## EXTRACT
-- BEGIN --

The Government's version of facts is noticeably different from the defendant's. Firstly, according to the Government, “[o]n December 15, 2020, at around 1:15pm, two motorized [PRPD] agents were patrolling areas with high crime incidence in Carolina.” Docket No. 56 at 1. Among those places was Los Mirtos Public Housing Project, located in Uruguay street in the Municipality of Carolina, Puerto Rico. See id. As the agents were taking a break from the “midday sun,” one of the agents noticed a gray Lexus RX300 with illegal window tints. See id. As evidenced by the Ticket for Administrative Infraction filed in support thereof, the Lexus RX300's tints had 15% transmission of visible light. See id.; see also Exhibit No. 1. However, under Puerto Rico Law, the use of tinted windows with percentage of visible light transmission of less than thirty and five percent (35%) constitutes traffic violations punishable by a fine. See PR Laws Ann. Tit. 9, § 5285 .

-- END --

## DATASET RECORDS
-- BEGIN --

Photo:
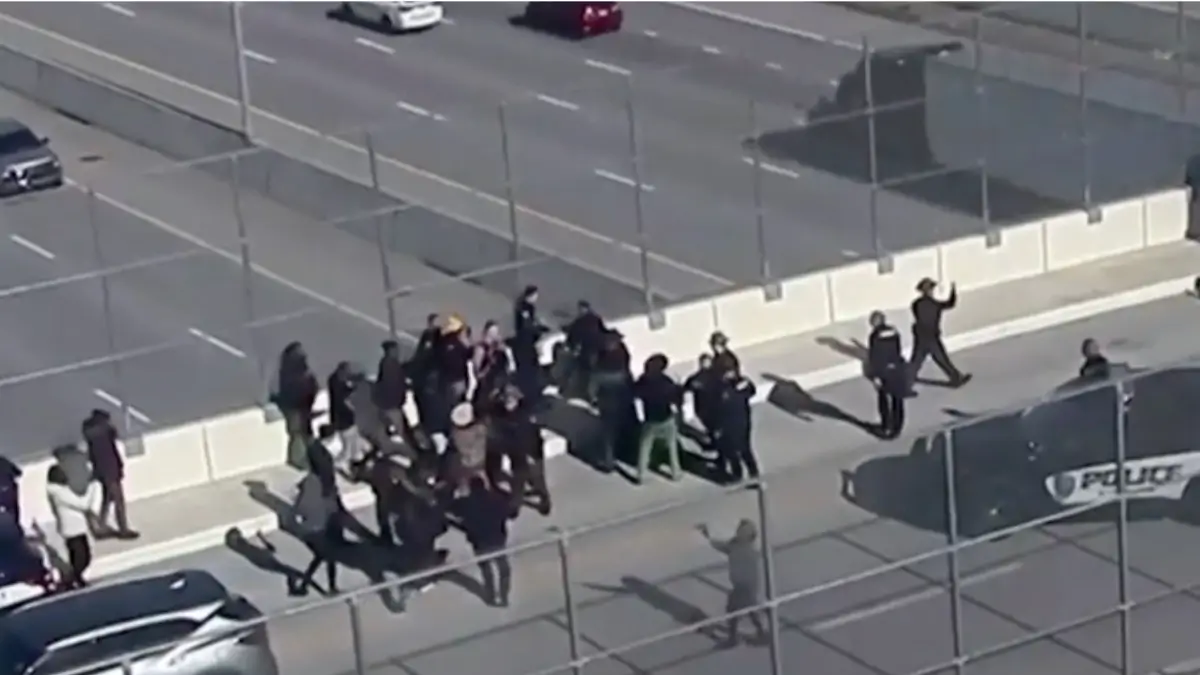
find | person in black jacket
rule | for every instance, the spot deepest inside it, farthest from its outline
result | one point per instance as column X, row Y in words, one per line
column 295, row 394
column 485, row 520
column 886, row 370
column 927, row 333
column 1096, row 365
column 735, row 426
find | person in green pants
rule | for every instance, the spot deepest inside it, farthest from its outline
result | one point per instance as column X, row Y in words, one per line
column 660, row 399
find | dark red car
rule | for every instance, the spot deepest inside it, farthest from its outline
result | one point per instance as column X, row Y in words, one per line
column 575, row 19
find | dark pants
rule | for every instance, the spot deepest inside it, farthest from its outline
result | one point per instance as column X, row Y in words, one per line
column 891, row 394
column 736, row 454
column 930, row 346
column 113, row 499
column 78, row 561
column 497, row 575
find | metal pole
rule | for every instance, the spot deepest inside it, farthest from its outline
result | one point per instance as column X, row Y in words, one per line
column 243, row 76
column 1085, row 150
column 635, row 157
column 1123, row 536
column 873, row 160
column 573, row 627
column 510, row 192
column 982, row 120
column 381, row 243
column 952, row 521
column 768, row 567
column 107, row 304
column 760, row 208
column 247, row 269
column 352, row 603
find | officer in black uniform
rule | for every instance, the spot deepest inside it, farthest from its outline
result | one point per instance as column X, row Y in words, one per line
column 927, row 332
column 886, row 369
column 1096, row 365
column 527, row 329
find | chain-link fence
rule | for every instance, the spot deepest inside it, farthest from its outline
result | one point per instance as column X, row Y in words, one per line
column 1056, row 537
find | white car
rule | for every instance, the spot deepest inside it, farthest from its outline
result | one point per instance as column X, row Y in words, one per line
column 396, row 16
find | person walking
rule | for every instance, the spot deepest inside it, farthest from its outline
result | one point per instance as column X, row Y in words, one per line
column 745, row 573
column 927, row 333
column 485, row 519
column 318, row 520
column 660, row 398
column 72, row 515
column 108, row 469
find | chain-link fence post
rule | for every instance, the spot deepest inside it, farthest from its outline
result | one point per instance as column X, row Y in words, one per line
column 768, row 568
column 239, row 43
column 381, row 237
column 635, row 163
column 881, row 255
column 1122, row 398
column 952, row 530
column 760, row 208
column 510, row 193
column 118, row 398
column 247, row 275
column 573, row 627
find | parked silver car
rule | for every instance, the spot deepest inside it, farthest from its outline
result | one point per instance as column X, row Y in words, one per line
column 183, row 623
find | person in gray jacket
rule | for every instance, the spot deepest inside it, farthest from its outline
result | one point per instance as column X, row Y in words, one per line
column 745, row 574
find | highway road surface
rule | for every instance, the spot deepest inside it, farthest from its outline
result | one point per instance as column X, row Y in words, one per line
column 640, row 579
column 189, row 335
column 433, row 100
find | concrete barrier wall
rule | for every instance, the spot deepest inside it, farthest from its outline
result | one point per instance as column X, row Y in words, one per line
column 234, row 443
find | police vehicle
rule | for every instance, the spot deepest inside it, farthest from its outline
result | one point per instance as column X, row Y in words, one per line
column 1062, row 452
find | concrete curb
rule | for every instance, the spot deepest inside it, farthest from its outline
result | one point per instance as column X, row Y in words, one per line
column 361, row 497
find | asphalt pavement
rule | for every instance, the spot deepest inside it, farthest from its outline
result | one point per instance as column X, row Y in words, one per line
column 433, row 100
column 192, row 341
column 657, row 574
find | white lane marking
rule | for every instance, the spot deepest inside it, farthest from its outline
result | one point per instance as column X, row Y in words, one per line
column 913, row 598
column 773, row 168
column 117, row 9
column 419, row 111
column 557, row 102
column 373, row 45
column 217, row 342
column 258, row 57
column 29, row 245
column 622, row 180
column 607, row 66
column 117, row 402
column 232, row 103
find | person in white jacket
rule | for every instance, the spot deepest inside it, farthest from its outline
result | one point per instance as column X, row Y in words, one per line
column 72, row 515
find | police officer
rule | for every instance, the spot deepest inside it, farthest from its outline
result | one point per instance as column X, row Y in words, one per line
column 527, row 329
column 927, row 332
column 1096, row 365
column 733, row 422
column 886, row 369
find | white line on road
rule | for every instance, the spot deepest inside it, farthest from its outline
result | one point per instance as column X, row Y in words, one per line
column 773, row 168
column 124, row 11
column 913, row 598
column 419, row 111
column 373, row 45
column 607, row 66
column 29, row 245
column 622, row 180
column 217, row 342
column 557, row 102
column 117, row 402
column 257, row 57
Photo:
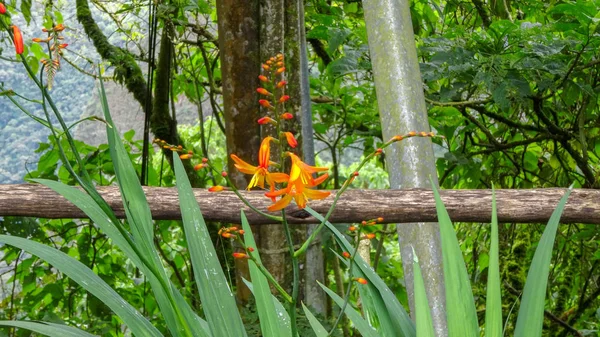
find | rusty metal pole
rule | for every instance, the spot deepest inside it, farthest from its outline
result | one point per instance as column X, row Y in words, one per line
column 411, row 162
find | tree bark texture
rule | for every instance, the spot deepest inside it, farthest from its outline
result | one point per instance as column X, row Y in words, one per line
column 410, row 163
column 404, row 206
column 239, row 46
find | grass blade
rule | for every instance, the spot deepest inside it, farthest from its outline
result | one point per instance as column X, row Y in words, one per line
column 268, row 317
column 493, row 304
column 48, row 329
column 359, row 322
column 318, row 329
column 91, row 282
column 531, row 311
column 219, row 303
column 460, row 306
column 391, row 315
column 424, row 322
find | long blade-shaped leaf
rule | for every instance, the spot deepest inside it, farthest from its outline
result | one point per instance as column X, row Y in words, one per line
column 318, row 329
column 531, row 312
column 392, row 317
column 424, row 322
column 460, row 306
column 91, row 282
column 359, row 322
column 267, row 315
column 48, row 329
column 219, row 303
column 140, row 221
column 493, row 303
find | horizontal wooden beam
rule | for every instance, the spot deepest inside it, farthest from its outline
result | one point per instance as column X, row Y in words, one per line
column 395, row 206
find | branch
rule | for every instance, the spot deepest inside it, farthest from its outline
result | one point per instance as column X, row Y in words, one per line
column 395, row 206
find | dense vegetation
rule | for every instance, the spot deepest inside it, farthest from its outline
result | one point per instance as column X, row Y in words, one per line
column 512, row 85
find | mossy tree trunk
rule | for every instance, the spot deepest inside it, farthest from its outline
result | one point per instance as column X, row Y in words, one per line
column 128, row 73
column 410, row 163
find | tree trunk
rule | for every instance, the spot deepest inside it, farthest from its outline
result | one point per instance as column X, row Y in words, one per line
column 238, row 24
column 411, row 162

-- END --

## GIVEN PROBLEM
Using the excerpt on the Government's version of facts, explain why the window tints on the gray Lexus RX300 counted as illegal.

## RESULT OF THIS EXERCISE
The ticket showed that the Lexus RX300's tints allowed only 15% transmission of visible light. Under Puerto Rico law, tinted windows that transmit less than 35% of visible light are a traffic violation punishable by a fine, so these tints fell below the legal limit.